* **Document segment**:
═══
Code and Stats

In his brilliant book The Witches, Roald Dahl gives a probabilistic description of witch features:

How to Recognise a Witch

The next evening, after my grandmother had given me my bath, she took me once again into the living-room for another story. “Tonight,” the old woman said, “I am going to tell you how to recognise a witch when you see one.” “Can you always be sure?” I asked. “No,” she said, “you can’t. And that’s the trouble. But you can make a pretty good guess.” She was dropping cigar ash all over her lap, and I hoped she wasn’t going to catch on fire before she’d told me how to recognise a witch. “In the first place,” she said, “a REAL WITCH is certain always to be wearing gloves when you meet her.”

“Surely not always ,” I said. “What about in the summer when it’s hot?” “Even in the summer,” my grandmother said. “She has to. Do you want to know why?” “Why?” I said. “Because she doesn’t have fingernails. Instead of fingernails, she has thin curvy claws, like a cat, and she wears the gloves to hide them. Mind you, lots of very respectable women wear gloves, especially in winter, so this doesn’t help you very much.” “Mamma used to wear gloves,” I said. “Not in the house,” my grandmother said. “Witches wear gloves even in the house. They only take them off when they go to bed.”

And he goes on with wigs, scratching scalps, nose holes, their eyes, blue spit and the missing toes 🙂 Like an experienced data analyst he points out the power of pooling evidence:

“None of these things is any good on its own,” my grandmother said. “It’s only when you put them all together that they begin to make a little sense.

A splendid narration of this chapter can be found here:

I find the gloves a wonderful example for the natural absence of main effects with a pure interaction term.

This topic continues to receive a lot of attention in the statistical community, e.g.:

Including the interaction but not the main effects in a model.
═══
Annotation dataset entries:
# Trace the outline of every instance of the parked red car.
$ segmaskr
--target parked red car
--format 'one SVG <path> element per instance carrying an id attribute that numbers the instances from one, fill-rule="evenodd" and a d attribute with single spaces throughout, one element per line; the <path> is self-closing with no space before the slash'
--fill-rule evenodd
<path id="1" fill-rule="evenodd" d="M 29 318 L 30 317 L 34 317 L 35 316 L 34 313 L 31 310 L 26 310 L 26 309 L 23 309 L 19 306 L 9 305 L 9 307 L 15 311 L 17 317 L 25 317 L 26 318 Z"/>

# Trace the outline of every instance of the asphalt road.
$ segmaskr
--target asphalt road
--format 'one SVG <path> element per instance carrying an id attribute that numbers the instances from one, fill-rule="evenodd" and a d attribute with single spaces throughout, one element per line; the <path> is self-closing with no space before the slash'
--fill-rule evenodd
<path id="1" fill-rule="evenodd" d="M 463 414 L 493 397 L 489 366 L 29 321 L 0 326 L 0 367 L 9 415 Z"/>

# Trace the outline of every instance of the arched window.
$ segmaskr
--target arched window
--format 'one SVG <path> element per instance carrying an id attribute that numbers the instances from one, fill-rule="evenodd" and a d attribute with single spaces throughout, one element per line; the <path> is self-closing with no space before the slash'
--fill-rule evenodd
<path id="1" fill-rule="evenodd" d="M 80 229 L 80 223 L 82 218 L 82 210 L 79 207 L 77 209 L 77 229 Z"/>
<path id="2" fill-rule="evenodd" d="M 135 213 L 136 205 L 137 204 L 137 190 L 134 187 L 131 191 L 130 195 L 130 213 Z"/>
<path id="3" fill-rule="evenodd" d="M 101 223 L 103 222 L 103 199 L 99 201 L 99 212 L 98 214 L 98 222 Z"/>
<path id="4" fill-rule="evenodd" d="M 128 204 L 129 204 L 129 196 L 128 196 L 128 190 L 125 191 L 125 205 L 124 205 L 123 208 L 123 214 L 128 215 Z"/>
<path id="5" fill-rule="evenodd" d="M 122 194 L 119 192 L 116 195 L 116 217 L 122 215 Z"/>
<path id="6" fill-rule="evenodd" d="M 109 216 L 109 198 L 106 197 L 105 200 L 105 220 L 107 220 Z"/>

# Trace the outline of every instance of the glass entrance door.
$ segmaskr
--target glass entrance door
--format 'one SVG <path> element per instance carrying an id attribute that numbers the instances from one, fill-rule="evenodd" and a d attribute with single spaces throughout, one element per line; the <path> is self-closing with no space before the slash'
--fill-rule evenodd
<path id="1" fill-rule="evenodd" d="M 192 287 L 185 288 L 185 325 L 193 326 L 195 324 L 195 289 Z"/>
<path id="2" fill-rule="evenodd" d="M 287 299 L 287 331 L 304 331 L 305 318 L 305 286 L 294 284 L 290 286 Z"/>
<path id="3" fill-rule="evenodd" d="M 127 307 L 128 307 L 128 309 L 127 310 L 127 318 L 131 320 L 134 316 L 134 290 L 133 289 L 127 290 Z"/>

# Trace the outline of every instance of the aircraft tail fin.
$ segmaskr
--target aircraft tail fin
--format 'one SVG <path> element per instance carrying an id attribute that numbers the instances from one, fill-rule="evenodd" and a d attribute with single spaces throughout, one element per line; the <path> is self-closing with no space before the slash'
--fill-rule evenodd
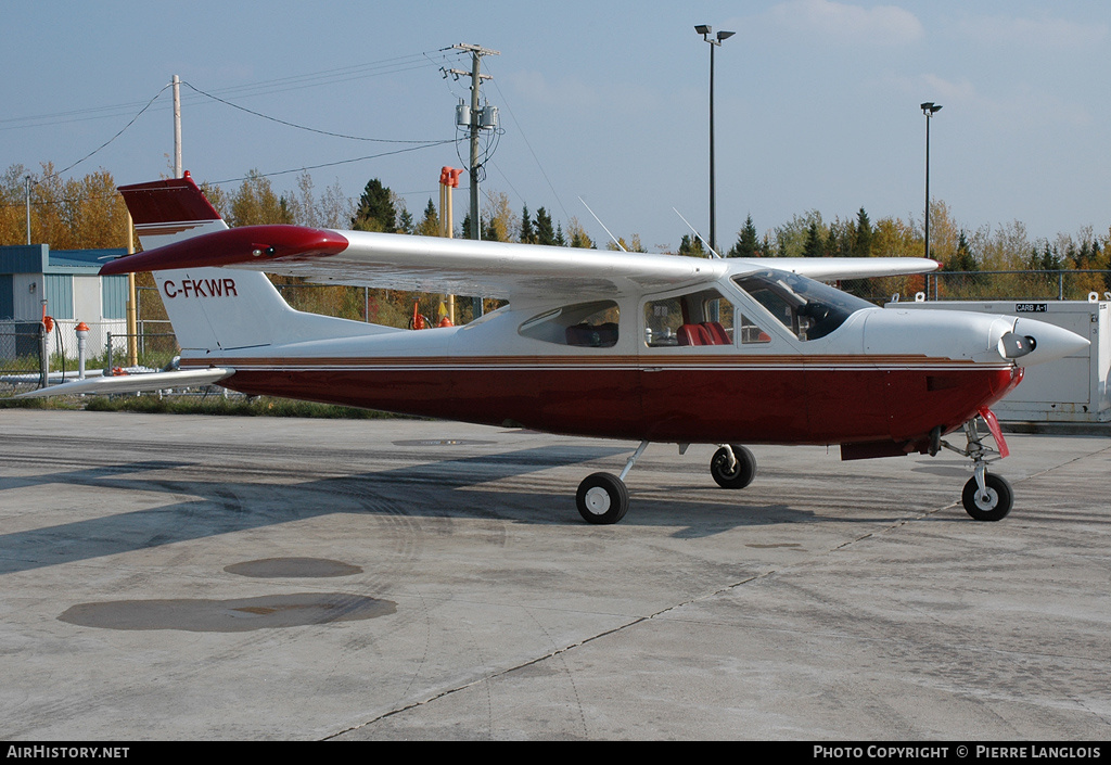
═══
* **To do**:
**1.** In the post about The Witches, what do witches wear gloves to hide?
**2.** Write out the stretch of the post about The Witches from "And he goes" through "in a model.", switching "gloves" to "mittens".
The listing isn't needed for any of this.

* **Responses to the exercise**:
**1.** Thin curvy claws, like a cat's.

**2.**
And he goes on with wigs, scratching scalps, nose holes, their eyes, blue spit and the missing toes 🙂 Like an experienced data analyst he points out the power of pooling evidence:

“None of these things is any good on its own,” my grandmother said. “It’s only when you put them all together that they begin to make a little sense.

A splendid narration of this chapter can be found here:

I find the mittens a wonderful example for the natural absence of main effects with a pure interaction term.

This topic continues to receive a lot of attention in the statistical community, e.g.:

Including the interaction but not the main effects in a model.